Output exactly, with nothing added, the entries from the first line through the line with "Mark every instance of the oak".

** Opening DATA TO USE block **

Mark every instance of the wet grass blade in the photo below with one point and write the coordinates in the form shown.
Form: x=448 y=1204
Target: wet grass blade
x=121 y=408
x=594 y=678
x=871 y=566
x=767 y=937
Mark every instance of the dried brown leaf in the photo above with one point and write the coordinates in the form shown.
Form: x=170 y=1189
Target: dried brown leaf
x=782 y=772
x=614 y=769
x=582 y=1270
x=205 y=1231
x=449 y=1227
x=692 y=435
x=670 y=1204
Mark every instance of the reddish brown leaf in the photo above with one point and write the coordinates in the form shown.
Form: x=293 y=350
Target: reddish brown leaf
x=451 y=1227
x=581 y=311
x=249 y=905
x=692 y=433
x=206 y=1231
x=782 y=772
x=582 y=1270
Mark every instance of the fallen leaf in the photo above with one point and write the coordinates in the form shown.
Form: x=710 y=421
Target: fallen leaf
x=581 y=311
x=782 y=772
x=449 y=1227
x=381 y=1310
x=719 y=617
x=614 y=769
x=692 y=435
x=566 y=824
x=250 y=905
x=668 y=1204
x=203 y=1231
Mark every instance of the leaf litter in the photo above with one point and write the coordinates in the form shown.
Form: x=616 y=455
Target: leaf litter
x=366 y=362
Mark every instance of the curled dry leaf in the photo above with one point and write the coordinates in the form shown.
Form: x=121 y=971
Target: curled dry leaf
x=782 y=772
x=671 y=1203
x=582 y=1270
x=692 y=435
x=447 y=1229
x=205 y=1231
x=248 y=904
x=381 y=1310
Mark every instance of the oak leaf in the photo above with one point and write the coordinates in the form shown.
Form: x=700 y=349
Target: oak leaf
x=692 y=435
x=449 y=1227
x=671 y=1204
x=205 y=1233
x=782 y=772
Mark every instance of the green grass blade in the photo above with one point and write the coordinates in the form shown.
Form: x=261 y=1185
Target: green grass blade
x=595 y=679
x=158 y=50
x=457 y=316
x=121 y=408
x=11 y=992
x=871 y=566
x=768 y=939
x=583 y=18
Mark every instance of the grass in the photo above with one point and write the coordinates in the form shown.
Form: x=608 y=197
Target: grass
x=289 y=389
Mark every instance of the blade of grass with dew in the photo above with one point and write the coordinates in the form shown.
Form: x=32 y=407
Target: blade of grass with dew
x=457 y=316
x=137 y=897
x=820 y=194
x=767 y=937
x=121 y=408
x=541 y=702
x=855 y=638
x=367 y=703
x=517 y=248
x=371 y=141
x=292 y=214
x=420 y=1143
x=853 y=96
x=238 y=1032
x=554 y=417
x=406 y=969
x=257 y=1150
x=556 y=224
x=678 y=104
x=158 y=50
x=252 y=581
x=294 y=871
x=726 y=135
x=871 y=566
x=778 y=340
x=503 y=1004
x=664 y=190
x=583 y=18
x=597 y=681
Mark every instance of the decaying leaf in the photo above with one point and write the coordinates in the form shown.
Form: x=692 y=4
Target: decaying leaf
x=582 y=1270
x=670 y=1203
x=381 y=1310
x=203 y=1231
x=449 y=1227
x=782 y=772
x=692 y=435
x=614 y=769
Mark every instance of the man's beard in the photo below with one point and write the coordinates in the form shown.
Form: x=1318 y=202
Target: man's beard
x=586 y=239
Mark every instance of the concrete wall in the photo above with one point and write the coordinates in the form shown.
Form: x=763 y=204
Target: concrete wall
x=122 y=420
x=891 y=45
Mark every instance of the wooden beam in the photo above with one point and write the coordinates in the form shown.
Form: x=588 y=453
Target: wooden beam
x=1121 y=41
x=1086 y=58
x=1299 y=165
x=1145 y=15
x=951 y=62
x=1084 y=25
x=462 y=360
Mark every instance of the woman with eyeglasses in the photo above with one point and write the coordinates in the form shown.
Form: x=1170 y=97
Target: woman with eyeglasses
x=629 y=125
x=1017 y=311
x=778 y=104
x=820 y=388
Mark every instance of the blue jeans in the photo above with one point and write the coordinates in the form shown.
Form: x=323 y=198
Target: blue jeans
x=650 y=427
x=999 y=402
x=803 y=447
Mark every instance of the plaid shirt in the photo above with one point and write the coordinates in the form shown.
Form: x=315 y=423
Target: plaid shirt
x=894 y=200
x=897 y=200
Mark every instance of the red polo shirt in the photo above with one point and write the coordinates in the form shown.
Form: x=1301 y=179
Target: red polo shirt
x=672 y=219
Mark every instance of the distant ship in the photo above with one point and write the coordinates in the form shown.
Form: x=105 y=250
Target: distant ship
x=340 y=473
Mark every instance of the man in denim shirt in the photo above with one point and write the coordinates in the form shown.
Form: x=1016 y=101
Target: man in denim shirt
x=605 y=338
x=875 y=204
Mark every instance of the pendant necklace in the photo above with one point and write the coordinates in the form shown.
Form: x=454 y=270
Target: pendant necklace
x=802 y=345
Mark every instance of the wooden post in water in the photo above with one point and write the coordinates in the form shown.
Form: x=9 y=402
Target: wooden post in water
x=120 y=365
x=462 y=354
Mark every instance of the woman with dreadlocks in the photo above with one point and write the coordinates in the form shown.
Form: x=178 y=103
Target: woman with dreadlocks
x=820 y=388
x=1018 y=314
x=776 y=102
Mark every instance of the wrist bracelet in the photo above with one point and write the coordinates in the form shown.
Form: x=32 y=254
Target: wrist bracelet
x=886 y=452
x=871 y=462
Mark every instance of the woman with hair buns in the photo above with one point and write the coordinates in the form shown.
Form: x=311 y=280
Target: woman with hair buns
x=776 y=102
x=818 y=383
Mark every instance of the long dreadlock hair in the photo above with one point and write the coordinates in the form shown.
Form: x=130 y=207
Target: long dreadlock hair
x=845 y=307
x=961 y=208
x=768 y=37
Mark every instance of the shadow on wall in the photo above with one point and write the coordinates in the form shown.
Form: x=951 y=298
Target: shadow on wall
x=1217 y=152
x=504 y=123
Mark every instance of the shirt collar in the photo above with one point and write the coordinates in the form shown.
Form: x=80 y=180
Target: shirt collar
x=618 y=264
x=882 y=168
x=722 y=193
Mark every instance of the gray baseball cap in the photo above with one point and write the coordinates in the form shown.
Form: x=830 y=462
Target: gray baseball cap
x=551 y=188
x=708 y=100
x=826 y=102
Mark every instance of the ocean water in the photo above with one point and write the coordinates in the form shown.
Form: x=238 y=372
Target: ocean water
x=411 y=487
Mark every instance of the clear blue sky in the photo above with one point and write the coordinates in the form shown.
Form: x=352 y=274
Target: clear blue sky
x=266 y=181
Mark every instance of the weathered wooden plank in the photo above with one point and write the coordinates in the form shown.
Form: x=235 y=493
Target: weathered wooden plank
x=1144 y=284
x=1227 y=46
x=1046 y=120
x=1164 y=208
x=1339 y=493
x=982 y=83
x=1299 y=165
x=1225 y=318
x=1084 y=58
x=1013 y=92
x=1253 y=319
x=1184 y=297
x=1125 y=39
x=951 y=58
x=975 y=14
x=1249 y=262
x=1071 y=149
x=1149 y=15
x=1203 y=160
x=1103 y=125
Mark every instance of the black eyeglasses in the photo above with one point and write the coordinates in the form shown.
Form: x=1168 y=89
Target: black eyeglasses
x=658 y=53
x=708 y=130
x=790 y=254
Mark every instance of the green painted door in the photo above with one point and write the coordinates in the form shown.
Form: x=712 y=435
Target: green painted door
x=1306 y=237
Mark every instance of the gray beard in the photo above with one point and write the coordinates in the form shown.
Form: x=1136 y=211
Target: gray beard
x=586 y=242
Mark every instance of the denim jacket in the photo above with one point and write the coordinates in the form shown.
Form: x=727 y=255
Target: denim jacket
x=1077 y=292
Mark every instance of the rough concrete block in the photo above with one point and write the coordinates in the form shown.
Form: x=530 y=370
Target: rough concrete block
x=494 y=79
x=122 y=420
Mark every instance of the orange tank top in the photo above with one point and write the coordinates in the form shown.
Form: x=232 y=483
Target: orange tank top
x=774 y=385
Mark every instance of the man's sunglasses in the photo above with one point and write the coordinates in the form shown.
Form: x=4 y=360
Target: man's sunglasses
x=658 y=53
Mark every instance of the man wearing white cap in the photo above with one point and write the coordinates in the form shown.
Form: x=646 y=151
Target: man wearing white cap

** Closing DATA TO USE block **

■ **ANSWER TO THIS EXERCISE**:
Mark every instance of the wet grass blade in the photo below with one point and write the coordinates in the form shown.
Form: x=448 y=1204
Target: wet grass blade
x=121 y=408
x=594 y=678
x=871 y=566
x=767 y=937
Mark every instance of the dried brown leaf in the photo above with one point and write the coordinates in the form shown.
Form: x=170 y=1189
Target: dried brown leaf
x=782 y=772
x=614 y=769
x=582 y=1270
x=205 y=1231
x=449 y=1227
x=692 y=435
x=670 y=1204
Mark every instance of the reddish brown leaf in the photo above with one point and write the coordinates in the form shown.
Form: x=293 y=350
Target: reddish brown leaf
x=451 y=1227
x=581 y=311
x=249 y=905
x=692 y=433
x=206 y=1231
x=782 y=772
x=582 y=1270
Mark every instance of the fallen leaf in the photo above with one point and write the coordinates in the form shown.
Form: x=710 y=421
Target: fallen leaf
x=581 y=311
x=782 y=772
x=449 y=1227
x=381 y=1310
x=719 y=617
x=614 y=769
x=692 y=435
x=566 y=824
x=250 y=905
x=668 y=1204
x=203 y=1231
Mark every instance of the leaf litter in the photo above with one point and write the coordinates in the form shown.
Form: x=616 y=455
Target: leaf litter
x=366 y=362
Mark every instance of the curled dry leaf in the photo above with one point and write the coordinates in the form shown.
Form: x=121 y=971
Target: curled dry leaf
x=782 y=772
x=671 y=1203
x=582 y=1270
x=692 y=435
x=447 y=1229
x=205 y=1231
x=248 y=904
x=381 y=1310
Mark every instance of the oak leaf in the photo above with one point and write the coordinates in the form shown.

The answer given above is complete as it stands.